TEXTE SOURCE:
——————————

L’Allemagne, la Fifa et Fare se mobilisent également
L’initiative privée de Simplice Freeman, soutenue par d’autres organisations de la société civile comme le Afrika-Rat Berlin-Brandenburg (conseil des Africains) de Moctar Kamara, n’est bien évidemment pas la seule pour préserver les nombreux supporters de « couleur » qui débarqueront en Allemagne. Le Afrika-Rat a d’ailleurs lui-même rendu public une liste des « No-go-Areas », un terme connu en Allemagne, mais qui désigne aujourd’hui les zones dans lesquelles ces personnes ne devraient pas s’aventurer. En outre, les autorités allemandes, en partenariat avec la Fédération internationale de football (Fifa), mèneront une campagne dénommée "Dites non au racisme". Avant le coup d’envoi des quarts de finale, les capitaines des équipes qualifiées feront une déclaration contre le racisme dans le rond central du stade.
De même, le réseau Fare (Football contre le racisme en Europe), dont l’ambition est de « débarrasser le ‘beautiful game’ du fléau du racisme », organisera dans dix des douze villes qui accueilleront les matchs de la Coupe du monde un « Streetkick tour », comme lors de l’Euro 2004. « Autour des rencontres, il y aura des matchs entre associations de supporters (principe du Streetkick,ndlr), des expositions sur la lutte contre le racisme et de multiples activités autour de cette thématique », explique Kurt Wachter, chargé de projet à Fare. Comme pour la Coupe d’Europe 2004 au Portugal, l’organisation mettra en place un accueil téléphonique, valable sur tout le territoire allemand, afin que le public ait la possibilité de signaler les actes racistes.
A quelques semaines de la grand-messe du football, le gouvernement allemand, par la voix de Wolfgang Schäuble, ministre chrétien-démocrate de l’Intérieur, se veut néanmoins rassurant sur son hospitalité. « Nous avons à cœur de montrer que notre pays sait accueillir les étrangers. L’Allemagne est un pays ouvert, pacifique et tolérant. C’est ce que nous allons montrer pendant la Coupe du monde », a-t-il affirmé ce mercredi, lors d’une conférence de presse. La République fédérale tient donc à montrer patte blanche. Histoire de ne pas faire mentir un slogan qui sonne aujourd’hui comme un véritable défi quant à cet évènement sportif qu’elle organise pour la deuxième fois (1974) de son histoire : « Die Welt zu Gast bei Freunden » - le monde pour hôte par amitié - ou plus prosaïquement « le rendez-vous de l’amitié ».

——————————

DONNÉES ÉTUDIÉES:

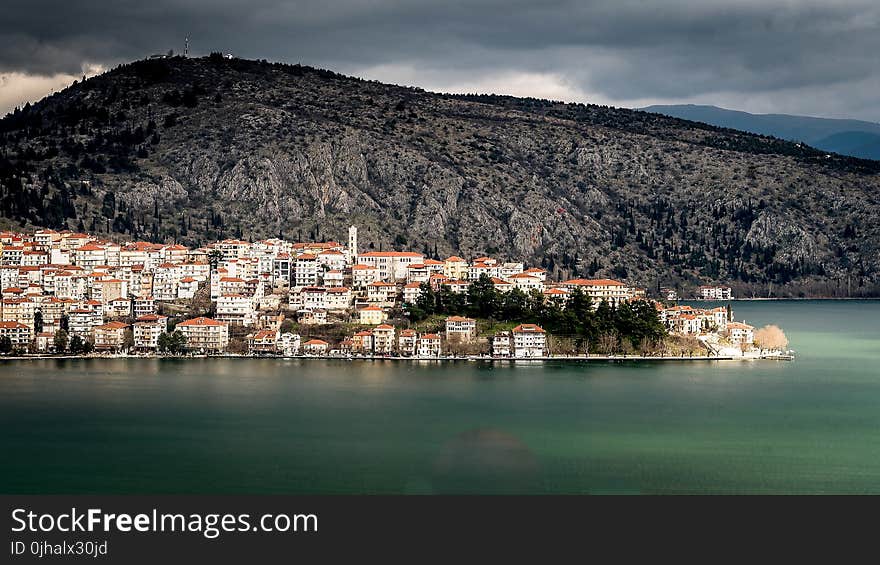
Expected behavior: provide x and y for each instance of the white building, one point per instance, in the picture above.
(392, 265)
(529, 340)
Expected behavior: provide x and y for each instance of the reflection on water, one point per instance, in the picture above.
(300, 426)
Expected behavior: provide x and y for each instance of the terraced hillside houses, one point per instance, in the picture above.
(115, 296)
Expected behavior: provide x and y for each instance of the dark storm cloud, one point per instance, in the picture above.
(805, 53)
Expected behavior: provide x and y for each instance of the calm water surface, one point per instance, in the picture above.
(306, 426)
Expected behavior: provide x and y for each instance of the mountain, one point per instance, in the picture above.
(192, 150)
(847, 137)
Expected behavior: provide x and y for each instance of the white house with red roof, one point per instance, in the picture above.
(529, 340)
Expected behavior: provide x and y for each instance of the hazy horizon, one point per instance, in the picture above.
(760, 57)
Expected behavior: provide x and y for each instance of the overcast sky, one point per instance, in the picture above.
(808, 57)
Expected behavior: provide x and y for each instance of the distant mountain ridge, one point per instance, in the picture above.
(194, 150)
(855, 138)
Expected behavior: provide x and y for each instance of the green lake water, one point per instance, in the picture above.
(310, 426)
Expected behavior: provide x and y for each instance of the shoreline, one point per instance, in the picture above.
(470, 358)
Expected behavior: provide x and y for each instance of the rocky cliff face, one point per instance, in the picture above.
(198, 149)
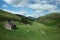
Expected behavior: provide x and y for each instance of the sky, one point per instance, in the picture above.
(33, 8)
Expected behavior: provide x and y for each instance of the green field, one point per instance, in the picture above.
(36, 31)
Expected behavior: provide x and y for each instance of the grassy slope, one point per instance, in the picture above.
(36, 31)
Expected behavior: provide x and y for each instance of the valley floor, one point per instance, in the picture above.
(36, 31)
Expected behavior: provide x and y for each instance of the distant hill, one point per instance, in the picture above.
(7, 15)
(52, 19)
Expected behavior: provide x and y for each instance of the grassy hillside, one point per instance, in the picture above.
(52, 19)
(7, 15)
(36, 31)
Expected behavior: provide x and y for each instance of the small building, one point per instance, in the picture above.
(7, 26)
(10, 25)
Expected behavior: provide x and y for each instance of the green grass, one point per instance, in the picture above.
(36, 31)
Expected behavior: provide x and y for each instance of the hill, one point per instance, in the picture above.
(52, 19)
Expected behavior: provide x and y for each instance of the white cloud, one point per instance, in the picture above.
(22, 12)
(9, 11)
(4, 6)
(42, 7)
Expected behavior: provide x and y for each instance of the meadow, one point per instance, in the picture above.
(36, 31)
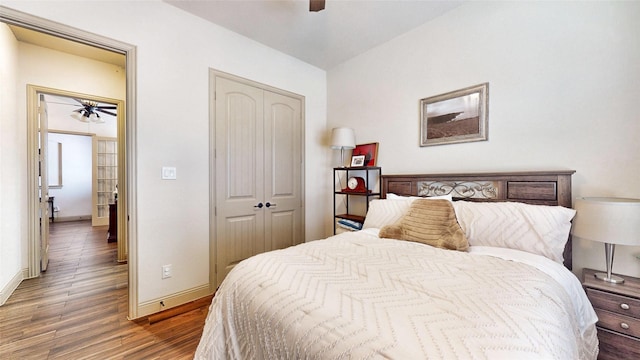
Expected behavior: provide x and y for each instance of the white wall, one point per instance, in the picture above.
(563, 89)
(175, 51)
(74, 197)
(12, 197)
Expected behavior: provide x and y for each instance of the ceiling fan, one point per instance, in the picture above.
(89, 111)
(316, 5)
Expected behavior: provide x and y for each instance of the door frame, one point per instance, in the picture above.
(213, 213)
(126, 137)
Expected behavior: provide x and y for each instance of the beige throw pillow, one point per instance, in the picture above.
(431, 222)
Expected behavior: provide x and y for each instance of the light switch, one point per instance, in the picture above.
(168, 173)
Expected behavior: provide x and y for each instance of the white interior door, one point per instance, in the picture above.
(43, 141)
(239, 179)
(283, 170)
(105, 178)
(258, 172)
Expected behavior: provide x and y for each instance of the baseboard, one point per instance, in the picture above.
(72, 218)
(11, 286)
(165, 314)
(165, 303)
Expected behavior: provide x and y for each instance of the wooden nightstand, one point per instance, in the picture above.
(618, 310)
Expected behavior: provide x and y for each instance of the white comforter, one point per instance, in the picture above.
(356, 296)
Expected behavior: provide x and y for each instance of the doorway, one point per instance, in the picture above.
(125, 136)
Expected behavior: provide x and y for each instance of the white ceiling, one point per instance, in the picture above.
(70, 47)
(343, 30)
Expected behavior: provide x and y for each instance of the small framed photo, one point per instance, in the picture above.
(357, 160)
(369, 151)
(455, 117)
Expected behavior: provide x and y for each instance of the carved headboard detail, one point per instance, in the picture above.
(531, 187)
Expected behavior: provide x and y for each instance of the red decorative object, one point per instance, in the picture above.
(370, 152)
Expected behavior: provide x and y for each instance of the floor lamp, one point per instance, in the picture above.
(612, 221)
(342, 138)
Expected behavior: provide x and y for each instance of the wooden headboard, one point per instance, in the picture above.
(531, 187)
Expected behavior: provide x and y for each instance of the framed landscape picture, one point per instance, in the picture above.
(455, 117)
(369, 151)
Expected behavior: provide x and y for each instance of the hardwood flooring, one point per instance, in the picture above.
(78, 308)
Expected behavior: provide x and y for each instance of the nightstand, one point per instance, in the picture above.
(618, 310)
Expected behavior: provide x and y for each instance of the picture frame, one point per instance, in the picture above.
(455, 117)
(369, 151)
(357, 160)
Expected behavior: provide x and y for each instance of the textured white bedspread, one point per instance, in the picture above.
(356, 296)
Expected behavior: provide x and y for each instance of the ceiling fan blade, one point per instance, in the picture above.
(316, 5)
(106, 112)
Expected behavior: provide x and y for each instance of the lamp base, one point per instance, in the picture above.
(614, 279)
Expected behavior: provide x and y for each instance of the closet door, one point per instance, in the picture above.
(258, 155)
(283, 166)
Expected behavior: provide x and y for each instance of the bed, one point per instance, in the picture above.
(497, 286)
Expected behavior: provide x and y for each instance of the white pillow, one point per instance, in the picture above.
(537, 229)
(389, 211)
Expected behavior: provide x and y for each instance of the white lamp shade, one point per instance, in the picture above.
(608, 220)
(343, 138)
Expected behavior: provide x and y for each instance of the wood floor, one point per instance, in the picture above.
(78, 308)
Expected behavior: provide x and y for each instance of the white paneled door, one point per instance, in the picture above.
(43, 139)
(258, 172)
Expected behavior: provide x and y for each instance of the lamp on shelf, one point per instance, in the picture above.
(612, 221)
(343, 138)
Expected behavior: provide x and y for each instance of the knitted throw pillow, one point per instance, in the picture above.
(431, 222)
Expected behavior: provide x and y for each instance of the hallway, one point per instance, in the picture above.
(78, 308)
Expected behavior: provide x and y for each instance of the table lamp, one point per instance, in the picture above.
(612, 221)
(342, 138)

——————————

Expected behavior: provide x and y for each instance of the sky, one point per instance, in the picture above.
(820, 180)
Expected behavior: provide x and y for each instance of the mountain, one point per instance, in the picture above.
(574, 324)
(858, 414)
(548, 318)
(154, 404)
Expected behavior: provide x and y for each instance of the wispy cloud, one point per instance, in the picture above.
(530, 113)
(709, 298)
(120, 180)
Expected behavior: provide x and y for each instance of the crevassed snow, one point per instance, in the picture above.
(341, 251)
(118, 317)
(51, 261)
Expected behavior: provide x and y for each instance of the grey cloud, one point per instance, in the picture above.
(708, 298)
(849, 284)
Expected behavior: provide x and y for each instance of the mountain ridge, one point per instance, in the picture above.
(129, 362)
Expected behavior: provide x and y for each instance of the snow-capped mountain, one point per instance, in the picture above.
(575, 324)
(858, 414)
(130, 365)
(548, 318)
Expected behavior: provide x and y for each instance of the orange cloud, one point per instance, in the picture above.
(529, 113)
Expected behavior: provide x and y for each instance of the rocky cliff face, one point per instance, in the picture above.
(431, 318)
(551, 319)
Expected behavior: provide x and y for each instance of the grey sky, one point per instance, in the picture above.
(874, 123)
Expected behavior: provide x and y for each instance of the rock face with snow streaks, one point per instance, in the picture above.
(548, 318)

——————————

À FAIRE:
• A. Quelles personnes sont nommées dans le texte sur le racisme et la Coupe du monde ?
• B. Réécrivez sous forme de liste le paragraphe du texte sur le racisme et la Coupe du monde qui commence par « De même, le réseau Fare », en gardant ses faits principaux.
• C. Recopiez le passage du texte sur le racisme et la Coupe du monde qui commence aux mots « De même, le » et s’arrête après « les actes racistes. ».

RÉPONSES NUMÉROTÉES:
• A.
- Simplice Freeman
- Moctar Kamara
- Kurt Wachter
- Wolfgang Schäuble

• B.
- Le réseau Fare (Football contre le racisme en Europe) veut « débarrasser le ‘beautiful game’ du fléau du racisme ».
- Il organisera un « Streetkick tour » dans dix des douze villes qui accueilleront les matchs de la Coupe du monde, comme lors de l’Euro 2004.
- Selon Kurt Wachter, chargé de projet à Fare, il y aura autour des rencontres des matchs entre associations de supporters, des expositions sur la lutte contre le racisme et de multiples activités sur ce thème.
- Comme pour la Coupe d’Europe 2004 au Portugal, un accueil téléphonique valable sur tout le territoire allemand permettra au public de signaler les actes racistes.

• C.
De même, le réseau Fare (Football contre le racisme en Europe), dont l’ambition est de « débarrasser le ‘beautiful game’ du fléau du racisme », organisera dans dix des douze villes qui accueilleront les matchs de la Coupe du monde un « Streetkick tour », comme lors de l’Euro 2004. « Autour des rencontres, il y aura des matchs entre associations de supporters (principe du Streetkick,ndlr), des expositions sur la lutte contre le racisme et de multiples activités autour de cette thématique », explique Kurt Wachter, chargé de projet à Fare. Comme pour la Coupe d’Europe 2004 au Portugal, l’organisation mettra en place un accueil téléphonique, valable sur tout le territoire allemand, afin que le public ait la possibilité de signaler les actes racistes.